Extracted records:
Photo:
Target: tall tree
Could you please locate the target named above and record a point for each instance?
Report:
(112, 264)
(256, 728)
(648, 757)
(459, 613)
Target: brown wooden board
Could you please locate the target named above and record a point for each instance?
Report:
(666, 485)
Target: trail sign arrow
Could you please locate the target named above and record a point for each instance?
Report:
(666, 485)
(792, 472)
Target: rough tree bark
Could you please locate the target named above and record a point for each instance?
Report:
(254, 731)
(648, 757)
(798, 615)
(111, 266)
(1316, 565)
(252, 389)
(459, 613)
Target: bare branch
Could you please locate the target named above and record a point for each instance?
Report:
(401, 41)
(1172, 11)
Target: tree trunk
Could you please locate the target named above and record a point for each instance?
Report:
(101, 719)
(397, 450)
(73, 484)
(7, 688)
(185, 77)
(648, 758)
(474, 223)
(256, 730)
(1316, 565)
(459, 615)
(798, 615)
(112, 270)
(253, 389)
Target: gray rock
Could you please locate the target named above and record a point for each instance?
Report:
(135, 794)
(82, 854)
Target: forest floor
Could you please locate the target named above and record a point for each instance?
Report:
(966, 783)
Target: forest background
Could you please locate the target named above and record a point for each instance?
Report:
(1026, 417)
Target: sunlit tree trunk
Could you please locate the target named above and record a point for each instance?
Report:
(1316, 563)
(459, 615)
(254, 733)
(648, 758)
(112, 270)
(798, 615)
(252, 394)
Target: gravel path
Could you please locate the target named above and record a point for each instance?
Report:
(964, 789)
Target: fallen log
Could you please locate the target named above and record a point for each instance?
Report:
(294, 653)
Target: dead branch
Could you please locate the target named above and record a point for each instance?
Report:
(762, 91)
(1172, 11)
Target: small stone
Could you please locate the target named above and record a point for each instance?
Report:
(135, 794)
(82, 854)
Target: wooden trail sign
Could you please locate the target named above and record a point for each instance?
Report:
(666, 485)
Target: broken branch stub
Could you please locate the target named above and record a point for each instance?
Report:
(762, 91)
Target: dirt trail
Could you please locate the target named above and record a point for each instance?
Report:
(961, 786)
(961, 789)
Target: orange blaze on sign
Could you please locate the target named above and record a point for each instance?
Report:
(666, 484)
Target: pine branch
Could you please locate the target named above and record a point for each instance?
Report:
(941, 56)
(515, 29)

■ **EXERCISE AIM**
Begin with the first line of the data above and, please, print each line exactly until you have printed the line containing "Target: trail sign arrow"; print nothing else.

■ **RESPONSE AREA**
Photo:
Target: tall tree
Could you please locate the target named above and record a point for each instance?
Report:
(112, 264)
(256, 728)
(648, 757)
(459, 613)
Target: brown wooden board
Could you please locate the target named above and record a point for each instance?
Report:
(666, 485)
Target: trail sign arrow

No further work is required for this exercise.